- [Your goal]
Pull out every line of the listing below that contains the string "window", and write each one down as it appears.

Records from a point labeling set:
# # # # # # #
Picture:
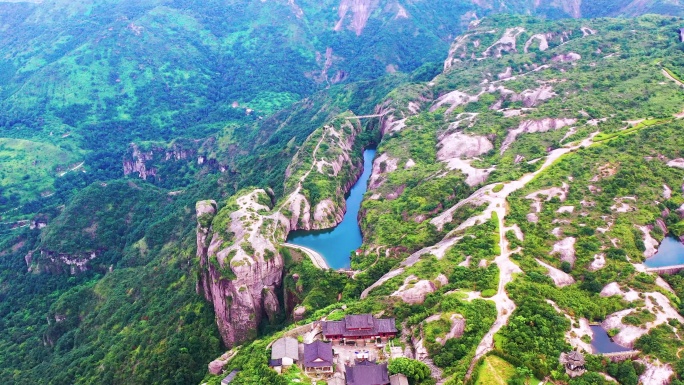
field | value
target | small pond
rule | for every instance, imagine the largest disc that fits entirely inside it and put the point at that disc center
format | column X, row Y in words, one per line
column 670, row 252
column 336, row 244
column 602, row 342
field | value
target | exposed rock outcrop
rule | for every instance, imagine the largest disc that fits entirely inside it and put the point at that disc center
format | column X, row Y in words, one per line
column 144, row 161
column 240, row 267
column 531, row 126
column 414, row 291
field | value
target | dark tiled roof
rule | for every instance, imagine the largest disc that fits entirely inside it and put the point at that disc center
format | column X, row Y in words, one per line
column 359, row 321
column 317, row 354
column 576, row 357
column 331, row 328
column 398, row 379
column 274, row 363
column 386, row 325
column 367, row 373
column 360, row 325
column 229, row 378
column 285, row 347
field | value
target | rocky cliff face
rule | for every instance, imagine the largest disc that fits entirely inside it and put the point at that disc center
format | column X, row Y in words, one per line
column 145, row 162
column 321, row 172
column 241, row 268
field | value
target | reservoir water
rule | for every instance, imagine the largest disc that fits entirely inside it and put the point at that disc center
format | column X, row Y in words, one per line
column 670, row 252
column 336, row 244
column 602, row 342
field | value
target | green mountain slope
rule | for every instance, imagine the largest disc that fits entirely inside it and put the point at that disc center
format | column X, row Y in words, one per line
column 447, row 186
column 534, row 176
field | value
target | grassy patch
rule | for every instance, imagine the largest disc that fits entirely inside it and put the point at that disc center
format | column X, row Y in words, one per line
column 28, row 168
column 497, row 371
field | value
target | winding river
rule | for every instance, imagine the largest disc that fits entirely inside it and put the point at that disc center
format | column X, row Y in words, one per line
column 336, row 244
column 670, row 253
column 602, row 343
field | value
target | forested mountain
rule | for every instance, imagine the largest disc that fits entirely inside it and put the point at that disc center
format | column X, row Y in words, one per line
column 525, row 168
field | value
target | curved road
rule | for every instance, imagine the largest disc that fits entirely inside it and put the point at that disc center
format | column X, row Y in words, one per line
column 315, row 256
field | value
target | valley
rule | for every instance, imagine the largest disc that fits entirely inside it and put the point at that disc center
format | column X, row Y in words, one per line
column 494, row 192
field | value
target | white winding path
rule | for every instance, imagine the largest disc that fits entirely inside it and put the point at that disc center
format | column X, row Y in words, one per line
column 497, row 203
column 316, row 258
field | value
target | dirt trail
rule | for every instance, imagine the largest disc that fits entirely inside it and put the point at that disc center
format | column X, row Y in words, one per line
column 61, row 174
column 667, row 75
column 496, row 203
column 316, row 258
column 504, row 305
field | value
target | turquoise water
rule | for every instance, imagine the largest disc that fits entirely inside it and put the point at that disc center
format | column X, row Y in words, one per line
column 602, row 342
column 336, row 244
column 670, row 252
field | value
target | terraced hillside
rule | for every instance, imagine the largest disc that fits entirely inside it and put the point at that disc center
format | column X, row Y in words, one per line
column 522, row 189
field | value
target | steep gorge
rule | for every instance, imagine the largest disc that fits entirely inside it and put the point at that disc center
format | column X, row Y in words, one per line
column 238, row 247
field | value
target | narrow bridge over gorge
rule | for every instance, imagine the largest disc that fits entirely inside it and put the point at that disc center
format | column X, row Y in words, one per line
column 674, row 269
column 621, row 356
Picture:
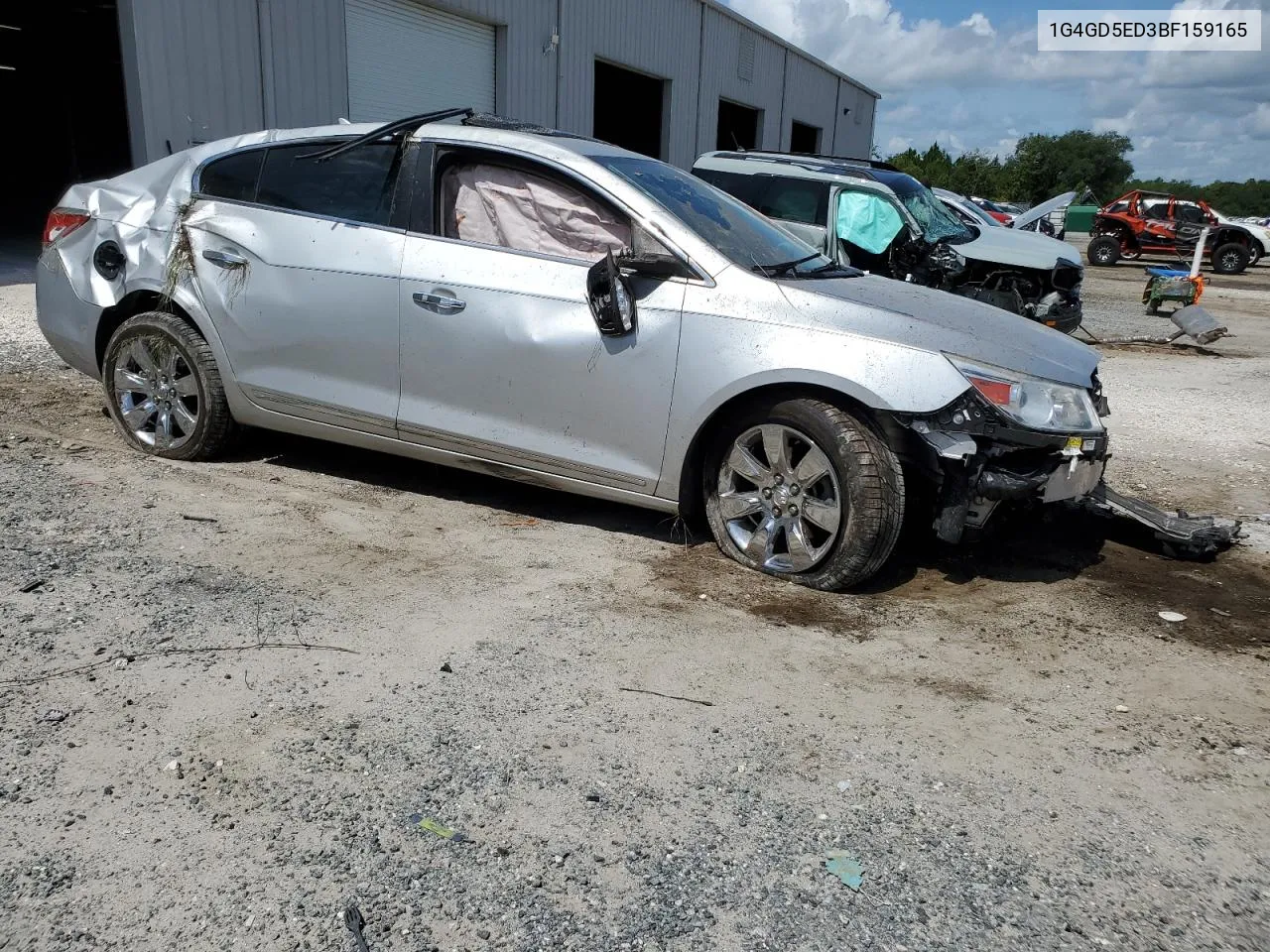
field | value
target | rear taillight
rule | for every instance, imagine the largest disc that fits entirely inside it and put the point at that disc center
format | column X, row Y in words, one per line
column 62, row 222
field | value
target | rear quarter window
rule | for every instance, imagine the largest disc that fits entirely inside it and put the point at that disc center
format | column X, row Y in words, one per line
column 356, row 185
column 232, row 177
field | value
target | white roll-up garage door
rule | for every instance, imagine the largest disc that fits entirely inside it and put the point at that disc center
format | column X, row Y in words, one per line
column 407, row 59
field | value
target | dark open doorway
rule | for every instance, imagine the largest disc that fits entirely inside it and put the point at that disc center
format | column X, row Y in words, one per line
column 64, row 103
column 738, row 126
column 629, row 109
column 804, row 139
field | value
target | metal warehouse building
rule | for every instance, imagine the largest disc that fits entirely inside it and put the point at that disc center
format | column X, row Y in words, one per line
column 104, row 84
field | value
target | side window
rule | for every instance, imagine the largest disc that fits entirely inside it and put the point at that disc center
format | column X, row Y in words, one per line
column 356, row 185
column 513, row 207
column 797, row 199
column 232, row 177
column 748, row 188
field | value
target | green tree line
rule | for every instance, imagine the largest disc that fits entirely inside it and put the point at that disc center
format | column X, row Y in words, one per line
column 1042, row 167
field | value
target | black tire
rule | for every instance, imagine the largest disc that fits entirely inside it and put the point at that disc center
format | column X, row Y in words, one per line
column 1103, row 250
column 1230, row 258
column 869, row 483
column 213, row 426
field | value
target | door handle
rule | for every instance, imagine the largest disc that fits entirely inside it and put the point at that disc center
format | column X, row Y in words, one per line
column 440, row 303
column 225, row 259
# # # # # # #
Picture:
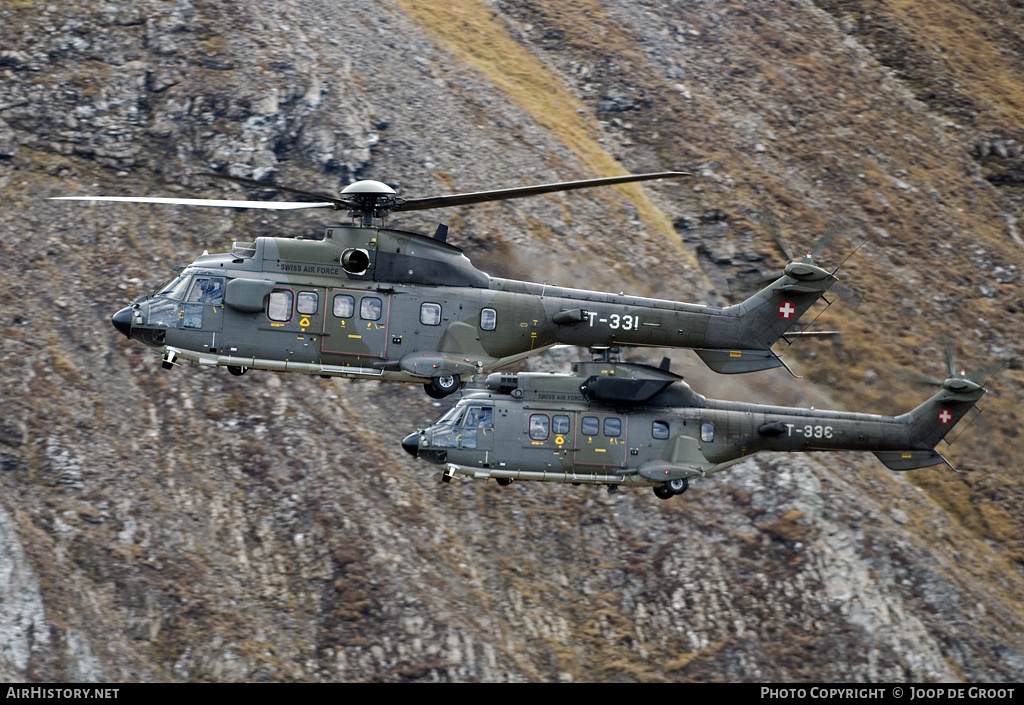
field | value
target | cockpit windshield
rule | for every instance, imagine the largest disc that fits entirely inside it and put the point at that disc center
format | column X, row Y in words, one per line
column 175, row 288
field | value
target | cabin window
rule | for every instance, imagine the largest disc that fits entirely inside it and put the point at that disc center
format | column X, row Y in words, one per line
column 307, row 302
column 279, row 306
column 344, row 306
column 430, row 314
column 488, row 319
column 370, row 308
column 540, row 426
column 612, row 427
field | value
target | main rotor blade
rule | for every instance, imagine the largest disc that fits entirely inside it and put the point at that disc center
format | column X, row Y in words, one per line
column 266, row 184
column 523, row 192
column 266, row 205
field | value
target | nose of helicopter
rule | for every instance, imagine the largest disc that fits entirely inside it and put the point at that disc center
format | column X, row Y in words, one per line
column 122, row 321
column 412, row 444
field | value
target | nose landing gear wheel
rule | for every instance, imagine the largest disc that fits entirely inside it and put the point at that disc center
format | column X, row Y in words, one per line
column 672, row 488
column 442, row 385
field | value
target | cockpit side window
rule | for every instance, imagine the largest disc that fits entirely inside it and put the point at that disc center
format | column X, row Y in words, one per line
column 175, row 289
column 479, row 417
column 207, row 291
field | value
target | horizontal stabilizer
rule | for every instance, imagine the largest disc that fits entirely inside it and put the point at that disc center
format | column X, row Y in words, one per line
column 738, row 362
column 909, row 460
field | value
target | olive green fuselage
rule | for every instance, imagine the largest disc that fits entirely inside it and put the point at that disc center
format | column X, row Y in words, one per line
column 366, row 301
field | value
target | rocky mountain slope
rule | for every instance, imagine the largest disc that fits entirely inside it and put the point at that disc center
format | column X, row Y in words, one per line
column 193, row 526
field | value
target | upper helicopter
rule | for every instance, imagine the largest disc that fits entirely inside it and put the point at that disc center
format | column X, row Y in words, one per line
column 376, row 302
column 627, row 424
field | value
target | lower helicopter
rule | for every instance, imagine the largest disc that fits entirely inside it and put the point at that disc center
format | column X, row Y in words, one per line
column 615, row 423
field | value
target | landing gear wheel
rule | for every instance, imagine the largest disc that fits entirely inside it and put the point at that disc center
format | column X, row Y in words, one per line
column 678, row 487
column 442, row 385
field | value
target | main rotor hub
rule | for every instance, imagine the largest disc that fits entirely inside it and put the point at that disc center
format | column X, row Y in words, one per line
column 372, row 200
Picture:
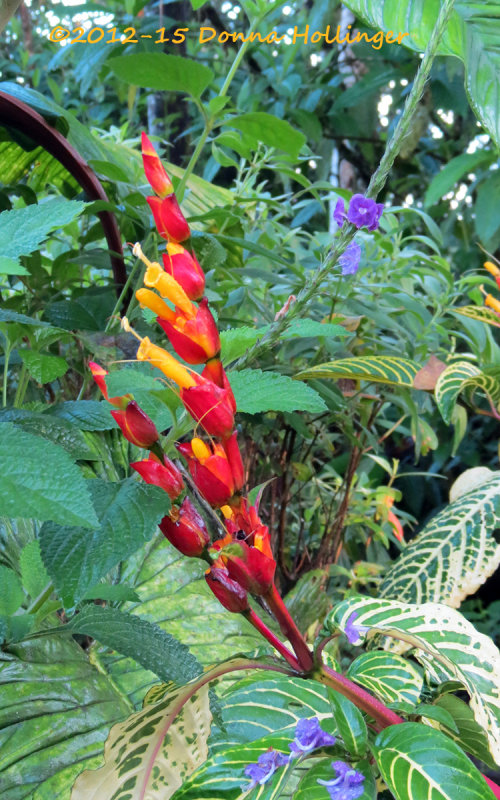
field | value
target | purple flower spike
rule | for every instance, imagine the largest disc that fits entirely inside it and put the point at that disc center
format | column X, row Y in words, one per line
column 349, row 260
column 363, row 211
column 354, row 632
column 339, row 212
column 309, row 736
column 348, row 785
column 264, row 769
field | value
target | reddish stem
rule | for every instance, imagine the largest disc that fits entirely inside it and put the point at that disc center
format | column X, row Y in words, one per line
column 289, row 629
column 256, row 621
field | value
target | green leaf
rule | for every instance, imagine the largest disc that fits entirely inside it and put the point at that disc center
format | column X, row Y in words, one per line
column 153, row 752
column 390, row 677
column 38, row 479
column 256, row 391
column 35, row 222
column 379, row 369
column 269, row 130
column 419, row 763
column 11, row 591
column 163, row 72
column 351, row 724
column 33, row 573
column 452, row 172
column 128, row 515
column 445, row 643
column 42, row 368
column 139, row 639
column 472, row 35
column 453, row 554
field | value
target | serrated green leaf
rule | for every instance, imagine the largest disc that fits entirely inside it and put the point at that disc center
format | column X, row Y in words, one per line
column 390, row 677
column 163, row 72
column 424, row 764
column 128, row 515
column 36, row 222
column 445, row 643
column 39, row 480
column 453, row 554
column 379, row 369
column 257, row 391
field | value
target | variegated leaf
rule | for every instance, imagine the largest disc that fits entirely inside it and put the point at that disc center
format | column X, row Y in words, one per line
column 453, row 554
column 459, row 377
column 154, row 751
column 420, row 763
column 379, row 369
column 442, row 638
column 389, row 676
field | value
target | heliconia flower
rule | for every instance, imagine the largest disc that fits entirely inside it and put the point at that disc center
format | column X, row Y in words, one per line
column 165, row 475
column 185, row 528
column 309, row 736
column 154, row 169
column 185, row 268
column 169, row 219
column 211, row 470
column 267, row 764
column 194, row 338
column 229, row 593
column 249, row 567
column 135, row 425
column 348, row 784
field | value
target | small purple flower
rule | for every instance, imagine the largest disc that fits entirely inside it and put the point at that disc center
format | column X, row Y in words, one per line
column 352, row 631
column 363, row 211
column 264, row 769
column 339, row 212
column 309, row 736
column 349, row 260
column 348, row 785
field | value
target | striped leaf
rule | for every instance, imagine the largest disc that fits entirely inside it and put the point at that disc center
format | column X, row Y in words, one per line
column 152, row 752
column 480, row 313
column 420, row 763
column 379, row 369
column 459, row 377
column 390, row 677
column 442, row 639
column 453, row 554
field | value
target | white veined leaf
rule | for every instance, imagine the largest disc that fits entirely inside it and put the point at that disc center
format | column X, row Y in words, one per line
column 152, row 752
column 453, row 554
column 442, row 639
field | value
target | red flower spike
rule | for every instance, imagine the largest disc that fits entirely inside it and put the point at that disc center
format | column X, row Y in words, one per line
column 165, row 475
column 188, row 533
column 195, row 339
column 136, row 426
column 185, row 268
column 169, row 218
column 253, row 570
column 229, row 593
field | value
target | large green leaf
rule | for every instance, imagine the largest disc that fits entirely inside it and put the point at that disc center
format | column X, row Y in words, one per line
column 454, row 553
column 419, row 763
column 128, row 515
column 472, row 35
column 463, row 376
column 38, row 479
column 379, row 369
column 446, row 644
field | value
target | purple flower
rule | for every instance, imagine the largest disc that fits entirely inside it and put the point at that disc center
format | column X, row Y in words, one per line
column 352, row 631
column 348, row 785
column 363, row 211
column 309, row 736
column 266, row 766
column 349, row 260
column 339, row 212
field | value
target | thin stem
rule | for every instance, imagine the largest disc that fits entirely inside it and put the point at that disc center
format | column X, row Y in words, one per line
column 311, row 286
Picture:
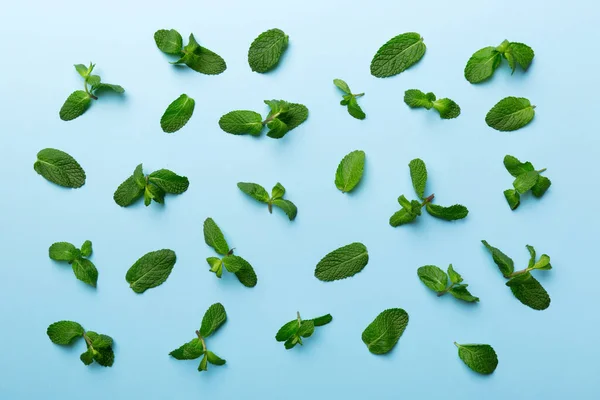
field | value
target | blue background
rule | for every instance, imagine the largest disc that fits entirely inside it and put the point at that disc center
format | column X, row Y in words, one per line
# # # # # # #
- [Problem solution]
target | rear quarter window
target | side window
target | cabin window
target | cockpit side window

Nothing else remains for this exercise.